§ **Extract provided**:
▬▬▬
Dr. John Stith Pemberton (July 8, 1831 - August 16, 1888) was an American druggist who invented Coca-Cola.

He was the son of James Clifford Pemberton (b. 1803 NC) and Martha L. Worsham Gent (b. about 1791 VA). The Pembertons married July 20, 1828, in Crawford County, and John was born July 8, 1831. Martha was the daughter of Archer Worsham (b. VA) and Nancy Clark Smith, who lived in Baldwin Co. The Pemberton family moved to Rome, and John attended medical school in Macon, receiving his degree at the age of 19. Sometime later he received a graduate degree in pharmacy. He married Wesleyan student Ann Eliza Clifford Lewis and moved to Columbus in 1853. The couple had one son, Charles, born in 1854.

John was a druggist in Columbus and built a laboratory where he made and sold medicines, photographic chemicals, and cosmetic products including a popular perfume he called Sweet Southern Bouquet. He moved his family to Atlanta in 1870. Pemberton served on the first pharmacy licensing board in the state, established a modern chemical laboratory that was the first state-run facility to test soil and crop chemicals, and was a trustee of Emory University School of Medicine. He fought for the Confederacy, rising to the rank of lieutenant colonel in the 23rd Georgia Cavalry Battallion . Some sources say his severe wounds from the war led to morphine and cocaine addictions.
▬▬▬
[Collected data]
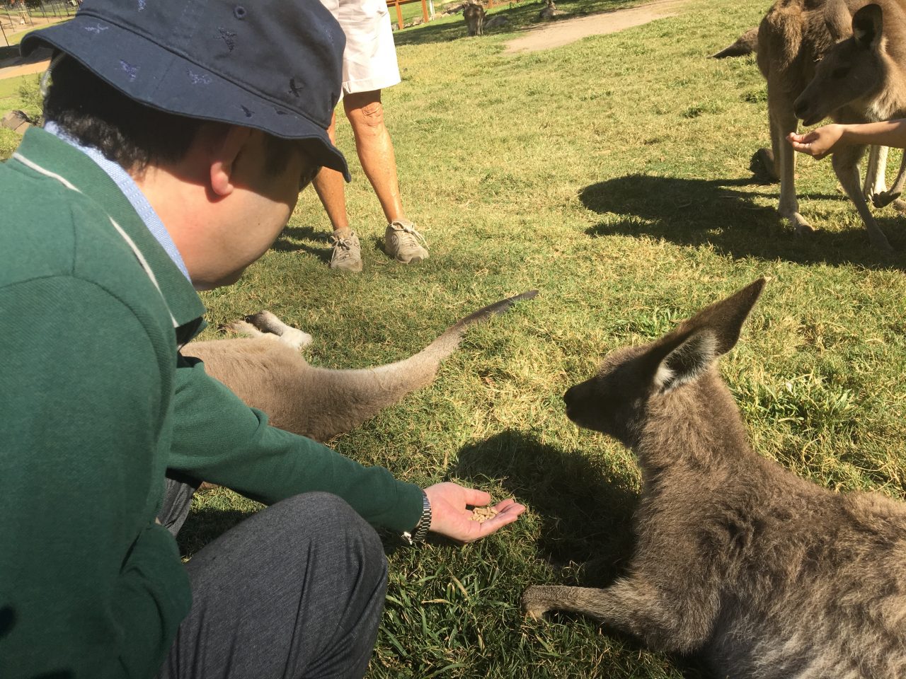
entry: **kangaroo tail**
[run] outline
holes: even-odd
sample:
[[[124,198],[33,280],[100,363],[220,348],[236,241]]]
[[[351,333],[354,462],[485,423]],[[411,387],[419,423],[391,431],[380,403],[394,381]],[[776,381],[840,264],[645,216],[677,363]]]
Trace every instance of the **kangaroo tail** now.
[[[503,313],[515,302],[531,300],[537,293],[531,290],[479,309],[448,328],[419,353],[396,363],[356,370],[312,368],[321,395],[318,406],[300,414],[300,420],[305,420],[304,429],[280,426],[318,441],[349,431],[406,394],[430,384],[440,361],[459,346],[468,326]]]

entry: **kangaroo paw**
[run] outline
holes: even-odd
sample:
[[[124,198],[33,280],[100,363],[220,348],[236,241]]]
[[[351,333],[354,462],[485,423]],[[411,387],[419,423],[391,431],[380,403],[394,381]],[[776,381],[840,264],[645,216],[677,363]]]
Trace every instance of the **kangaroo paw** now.
[[[254,325],[246,323],[245,320],[234,320],[232,323],[226,323],[221,327],[221,330],[236,332],[238,335],[247,335],[248,337],[262,337],[265,334]]]
[[[885,207],[900,197],[900,192],[882,191],[880,194],[872,195],[872,203],[875,207]]]
[[[533,620],[543,620],[550,607],[545,603],[545,588],[533,585],[522,593],[522,609]]]

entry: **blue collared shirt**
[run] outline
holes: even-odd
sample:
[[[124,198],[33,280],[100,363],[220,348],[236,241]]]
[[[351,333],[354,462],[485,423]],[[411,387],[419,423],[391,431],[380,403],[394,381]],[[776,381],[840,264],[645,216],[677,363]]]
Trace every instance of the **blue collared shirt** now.
[[[116,185],[122,191],[126,199],[129,200],[130,204],[139,214],[141,221],[145,223],[145,226],[148,230],[151,232],[151,234],[157,238],[158,243],[167,251],[167,254],[169,255],[170,259],[173,260],[179,271],[186,278],[189,278],[188,270],[186,268],[186,263],[182,261],[182,255],[177,249],[176,244],[173,243],[173,239],[170,237],[169,232],[167,231],[167,227],[164,226],[164,223],[160,221],[160,217],[151,207],[151,204],[148,202],[148,198],[145,195],[141,193],[141,189],[139,188],[139,185],[135,183],[135,180],[129,176],[122,167],[120,167],[117,163],[112,160],[108,160],[104,158],[103,154],[100,150],[92,146],[82,146],[76,139],[70,137],[66,132],[60,129],[60,127],[48,120],[44,123],[44,130],[50,132],[54,137],[65,141],[67,144],[75,147],[80,151],[88,156],[92,160],[98,164],[98,166],[102,169],[107,175],[116,182]],[[191,280],[189,278],[189,280]]]

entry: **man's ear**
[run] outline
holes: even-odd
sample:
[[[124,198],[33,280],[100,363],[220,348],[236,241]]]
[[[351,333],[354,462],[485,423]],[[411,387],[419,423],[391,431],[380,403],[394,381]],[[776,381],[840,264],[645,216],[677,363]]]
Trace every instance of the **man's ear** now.
[[[217,197],[222,198],[233,193],[236,161],[251,137],[250,128],[230,125],[225,134],[211,140],[210,185]]]

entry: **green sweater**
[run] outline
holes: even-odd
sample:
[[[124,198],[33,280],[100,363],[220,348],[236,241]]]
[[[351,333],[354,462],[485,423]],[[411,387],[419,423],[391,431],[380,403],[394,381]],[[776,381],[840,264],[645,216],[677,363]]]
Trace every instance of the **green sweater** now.
[[[154,522],[167,467],[416,524],[418,486],[269,426],[178,355],[201,301],[91,158],[33,128],[0,196],[0,677],[157,673],[191,603]]]

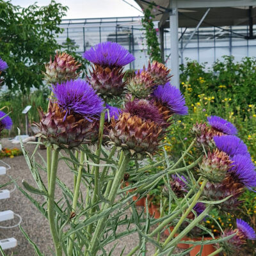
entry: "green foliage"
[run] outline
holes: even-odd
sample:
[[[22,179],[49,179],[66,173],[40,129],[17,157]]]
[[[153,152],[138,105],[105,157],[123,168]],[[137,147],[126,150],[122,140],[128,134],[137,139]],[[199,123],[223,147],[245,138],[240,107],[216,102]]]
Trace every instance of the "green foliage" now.
[[[43,85],[42,70],[60,49],[56,35],[67,6],[52,1],[48,6],[28,8],[0,1],[0,56],[7,62],[5,83],[12,92],[29,93]]]
[[[153,2],[154,3],[154,2]],[[144,10],[144,17],[141,19],[142,26],[146,31],[147,53],[150,61],[156,60],[162,62],[161,50],[156,31],[154,27],[153,19],[155,15],[152,13],[153,4],[149,4]]]

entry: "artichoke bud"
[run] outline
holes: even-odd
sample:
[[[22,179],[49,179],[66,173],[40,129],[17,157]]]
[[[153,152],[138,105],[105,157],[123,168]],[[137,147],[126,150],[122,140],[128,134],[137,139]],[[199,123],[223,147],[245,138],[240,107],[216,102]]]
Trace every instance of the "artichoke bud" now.
[[[237,210],[238,206],[243,202],[239,200],[239,197],[243,191],[241,184],[228,175],[221,183],[207,182],[203,193],[211,201],[220,201],[232,195],[232,196],[218,205],[221,211],[232,212]]]
[[[158,148],[162,129],[154,122],[122,113],[119,118],[111,119],[109,138],[117,147],[127,150],[139,159],[151,156]]]
[[[45,64],[45,72],[43,72],[44,79],[48,83],[54,84],[75,80],[81,73],[77,72],[81,65],[67,52],[57,52],[54,60],[52,61],[51,57],[50,61]]]
[[[87,76],[87,80],[103,97],[120,96],[125,85],[123,81],[123,69],[122,67],[111,68],[95,64],[92,71],[90,71],[91,77]]]
[[[169,76],[170,69],[163,63],[157,61],[153,61],[152,63],[148,62],[147,71],[154,78],[156,84],[165,84],[171,80],[171,76]]]
[[[223,132],[218,131],[212,127],[209,127],[205,123],[194,124],[191,131],[196,138],[198,146],[201,147],[202,144],[207,149],[215,147],[213,141],[214,136],[223,135]]]
[[[214,149],[204,156],[200,164],[200,174],[212,182],[221,182],[227,172],[230,168],[231,161],[228,156],[223,151]]]
[[[77,113],[67,113],[56,103],[51,103],[45,114],[40,109],[40,115],[41,120],[36,124],[40,130],[38,136],[48,145],[72,148],[82,143],[92,143],[97,138],[96,122],[90,122]]]
[[[132,77],[127,85],[128,92],[134,97],[147,98],[152,93],[156,85],[154,79],[147,71],[138,71],[135,76]]]

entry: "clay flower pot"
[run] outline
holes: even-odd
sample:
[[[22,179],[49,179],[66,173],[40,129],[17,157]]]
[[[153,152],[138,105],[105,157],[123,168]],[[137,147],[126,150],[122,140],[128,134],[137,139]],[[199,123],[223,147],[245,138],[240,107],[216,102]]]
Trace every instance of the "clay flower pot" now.
[[[125,181],[124,186],[122,186],[122,188],[124,187],[127,187],[130,184],[129,183],[128,181]],[[128,192],[132,192],[134,189],[129,189],[128,191],[126,191],[126,194],[128,194]],[[132,197],[132,200],[136,201],[138,198],[139,198],[139,195],[135,195]],[[140,198],[138,200],[136,203],[135,205],[136,206],[143,206],[145,207],[145,202],[146,198],[145,197],[143,197],[142,198]]]
[[[212,237],[204,237],[204,240],[212,240]],[[191,238],[190,240],[195,241],[202,241],[202,237],[195,237],[195,238]],[[215,252],[216,250],[216,248],[214,247],[215,244],[205,244],[203,245],[203,250],[202,252],[202,255],[201,256],[208,256],[212,252]],[[193,247],[193,244],[188,244],[189,246],[189,247]],[[200,252],[201,250],[201,245],[196,245],[191,251],[189,252],[189,255],[190,256],[195,256],[196,254]],[[218,256],[218,254],[216,254]]]

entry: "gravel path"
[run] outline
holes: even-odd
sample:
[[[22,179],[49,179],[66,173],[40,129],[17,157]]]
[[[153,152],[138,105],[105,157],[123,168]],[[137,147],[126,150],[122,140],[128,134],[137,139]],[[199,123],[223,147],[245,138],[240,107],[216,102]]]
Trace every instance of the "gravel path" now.
[[[20,148],[20,145],[13,145],[8,139],[1,140],[3,147]],[[30,153],[33,152],[35,145],[27,144],[26,148]],[[38,150],[38,152],[46,159],[46,150]],[[40,162],[40,157],[37,157],[37,161]],[[26,180],[29,184],[35,186],[35,183],[32,178],[31,174],[23,156],[15,157],[13,159],[4,158],[3,161],[10,164],[12,169],[8,171],[8,174],[17,180],[17,183],[21,185],[22,179]],[[0,164],[1,165],[1,164]],[[47,176],[45,173],[42,172],[42,177],[44,180],[47,180]],[[61,180],[68,186],[72,187],[73,183],[73,177],[71,172],[68,170],[67,166],[63,162],[60,163],[58,170],[58,177]],[[0,184],[4,184],[9,181],[7,175],[0,176]],[[8,186],[8,188],[11,190],[13,185]],[[56,198],[61,196],[60,191],[57,189]],[[40,196],[36,196],[36,199],[40,200]],[[51,237],[50,236],[49,225],[47,220],[39,212],[36,208],[24,196],[20,191],[16,189],[11,194],[11,198],[8,200],[2,200],[0,201],[0,211],[12,210],[20,215],[22,218],[21,223],[22,227],[28,234],[31,239],[38,245],[41,252],[45,255],[52,255],[51,250],[52,244]],[[130,214],[130,212],[127,212]],[[15,225],[19,221],[18,218],[15,217],[13,221],[1,222],[1,225]],[[119,228],[118,231],[126,230],[126,227]],[[33,246],[28,242],[23,234],[21,233],[19,227],[12,229],[0,228],[0,239],[14,237],[18,241],[18,246],[13,249],[5,251],[8,255],[19,256],[33,256],[35,255],[35,250]],[[119,256],[124,247],[125,246],[124,253],[129,252],[134,246],[137,244],[138,237],[136,235],[131,235],[120,239],[113,253],[114,256]],[[113,244],[109,244],[107,251],[109,251]],[[148,244],[147,248],[147,255],[151,255],[154,251],[154,248]],[[177,251],[177,253],[179,251]]]

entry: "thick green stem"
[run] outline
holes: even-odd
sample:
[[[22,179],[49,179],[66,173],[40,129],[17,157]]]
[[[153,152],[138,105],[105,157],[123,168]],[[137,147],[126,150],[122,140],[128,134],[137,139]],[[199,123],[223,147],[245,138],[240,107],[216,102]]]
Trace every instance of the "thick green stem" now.
[[[97,158],[96,159],[96,164],[97,166],[94,166],[94,189],[92,199],[92,205],[93,205],[96,203],[97,200],[99,198],[99,164],[100,163],[100,156],[101,151],[101,145],[102,143],[102,136],[103,136],[103,131],[104,131],[104,125],[105,122],[105,111],[104,110],[100,114],[100,127],[99,129],[99,139],[98,143],[97,145],[96,150],[96,156]],[[95,207],[93,207],[92,209],[91,214],[93,214],[95,211]],[[88,234],[91,234],[92,230],[93,225],[91,224],[88,226],[87,228]]]
[[[76,150],[75,157],[76,157],[76,159],[77,160],[77,161],[78,161],[78,155],[79,155],[79,152]],[[75,164],[74,167],[75,167],[75,169],[77,169],[77,164]],[[75,174],[74,175],[74,189],[76,188],[76,186],[77,179],[77,176]]]
[[[166,244],[165,249],[168,250],[171,247],[175,247],[178,243],[189,233],[196,225],[200,222],[206,216],[209,214],[212,205],[208,205],[206,209],[198,216],[194,219],[187,227],[184,229],[176,237],[175,237],[169,244]]]
[[[169,235],[169,236],[167,237],[167,239],[165,240],[164,243],[163,244],[163,248],[164,248],[168,244],[168,243],[172,239],[172,238],[174,237],[174,235],[177,233],[178,231],[179,228],[180,228],[180,225],[183,223],[183,222],[185,221],[186,218],[187,218],[188,215],[192,211],[193,208],[195,207],[197,202],[198,201],[198,199],[200,196],[201,196],[202,193],[204,191],[204,188],[206,185],[206,183],[208,182],[207,179],[205,179],[203,182],[202,183],[202,185],[196,194],[194,200],[193,200],[192,203],[190,204],[189,207],[187,209],[185,213],[182,216],[180,219],[179,220],[179,222],[176,225],[176,226],[174,227],[173,230],[172,231],[171,234]],[[159,250],[154,255],[154,256],[156,256],[158,254]]]
[[[198,201],[198,199],[200,196],[201,196],[202,193],[204,191],[204,188],[206,185],[206,183],[208,182],[207,179],[205,179],[203,182],[202,183],[202,185],[200,186],[200,188],[199,189],[198,191],[197,192],[196,196],[195,196],[194,200],[193,200],[192,203],[189,205],[189,207],[187,209],[187,211],[185,212],[185,213],[182,215],[182,216],[180,218],[180,220],[172,230],[172,233],[170,234],[170,236],[167,237],[166,240],[164,241],[163,243],[163,246],[165,246],[170,241],[173,237],[174,235],[176,234],[176,232],[178,231],[179,228],[180,228],[180,225],[182,224],[185,219],[187,218],[188,215],[190,213],[190,212],[192,211],[193,208],[195,207],[196,204],[197,203],[197,201]]]
[[[208,256],[214,256],[216,254],[218,254],[219,252],[221,252],[223,250],[223,248],[221,247],[220,248],[218,249],[216,251],[212,252],[211,254],[209,254]]]
[[[81,152],[80,155],[80,161],[79,161],[79,167],[78,169],[77,179],[76,182],[75,192],[73,197],[72,210],[74,212],[76,212],[76,206],[77,204],[78,196],[79,195],[81,180],[82,179],[82,173],[83,167],[83,164],[84,163],[84,153]],[[68,255],[69,256],[72,255],[73,241],[74,239],[75,239],[75,234],[72,234],[70,237],[70,241],[68,248]]]
[[[117,190],[118,189],[118,188],[120,186],[121,180],[124,177],[124,173],[126,170],[126,167],[129,161],[130,158],[128,156],[124,155],[122,164],[116,173],[114,180],[113,182],[111,189],[110,191],[109,196],[108,196],[108,200],[109,201],[109,202],[105,204],[104,210],[106,210],[108,208],[109,208],[113,205],[116,195]],[[102,218],[102,219],[100,219],[96,227],[95,231],[93,234],[93,236],[91,241],[91,246],[90,252],[92,255],[93,256],[95,255],[97,253],[96,247],[97,246],[98,240],[100,239],[100,235],[104,229],[104,224],[106,224],[108,218],[108,216],[106,216],[105,218]]]
[[[46,148],[46,157],[47,161],[47,181],[48,181],[48,191],[50,189],[50,180],[51,180],[51,147],[47,147]]]
[[[55,193],[55,184],[56,184],[56,179],[57,175],[59,152],[60,152],[59,148],[54,149],[52,150],[50,186],[48,192],[49,193],[48,220],[50,224],[51,234],[52,237],[52,240],[55,247],[55,252],[56,256],[62,255],[61,246],[60,243],[54,221],[54,193]]]

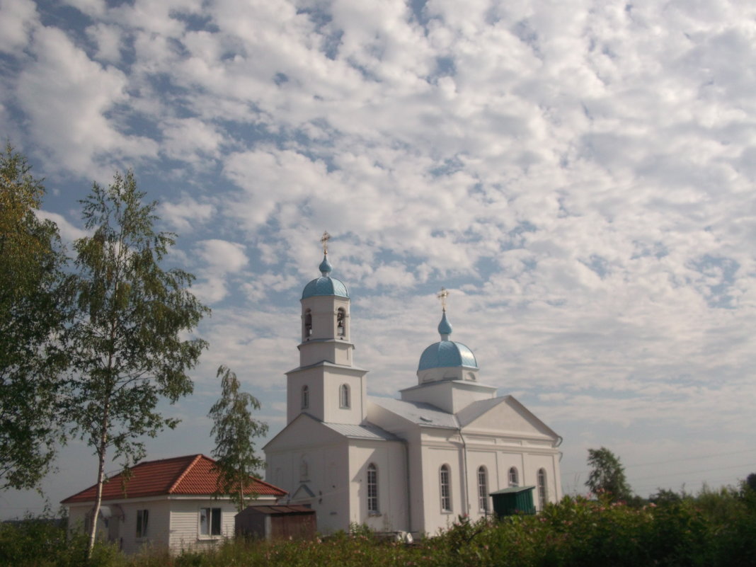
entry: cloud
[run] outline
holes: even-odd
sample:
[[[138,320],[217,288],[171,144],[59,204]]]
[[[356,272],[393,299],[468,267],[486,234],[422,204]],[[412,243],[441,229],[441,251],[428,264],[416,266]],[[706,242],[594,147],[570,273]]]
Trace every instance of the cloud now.
[[[14,53],[26,45],[29,32],[39,24],[31,0],[3,0],[0,3],[0,51]]]
[[[153,140],[122,134],[107,116],[127,100],[122,71],[91,60],[55,28],[38,29],[32,48],[36,60],[17,92],[31,135],[50,153],[48,167],[85,173],[106,154],[111,163],[155,155]]]
[[[2,5],[9,131],[61,178],[147,172],[193,239],[175,258],[215,308],[209,360],[271,403],[327,229],[372,391],[417,383],[444,285],[481,380],[566,462],[748,443],[754,8],[70,3],[84,29]],[[67,194],[45,202],[61,222]]]
[[[158,206],[158,215],[182,232],[191,231],[197,224],[212,218],[215,207],[208,203],[199,203],[189,195],[182,196],[175,203],[163,202]]]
▬▬▬
§ **Task requirements**:
- a) Answer these questions from the passage on John Pemberton.
(i) In what city did Pemberton attend medical school, and at what age did he receive his degree?
(ii) What did Pemberton call the popular perfume he made?
(iii) In what year did Pemberton move his family to Atlanta?
- b) Summarize the passage on John Pemberton in two sentences.
- c) Using the passage on John Pemberton, decide whether each statement agrees with it.
(i) Pemberton's son Charles was born in 1854.
(ii) Pemberton was a trustee of Emory University School of Medicine.
(iii) Pemberton fought for the Union.

§ **Responses by task**:
- a)
(i) Macon, at the age of 19
(ii) Sweet Southern Bouquet
(iii) 1870

- b) John Stith Pemberton (1831–1888) was an American druggist who invented Coca-Cola. He earned a medical degree in Macon and later a graduate degree in pharmacy, then worked as a druggist in Columbus before moving his family to Atlanta in 1870, where he served on the first pharmacy licensing board in the state.

- c)
(i) Yes: "The couple had one son, Charles, born in 1854."
(ii) Yes: "was a trustee of Emory University School of Medicine"
(iii) No: "He fought for the Confederacy"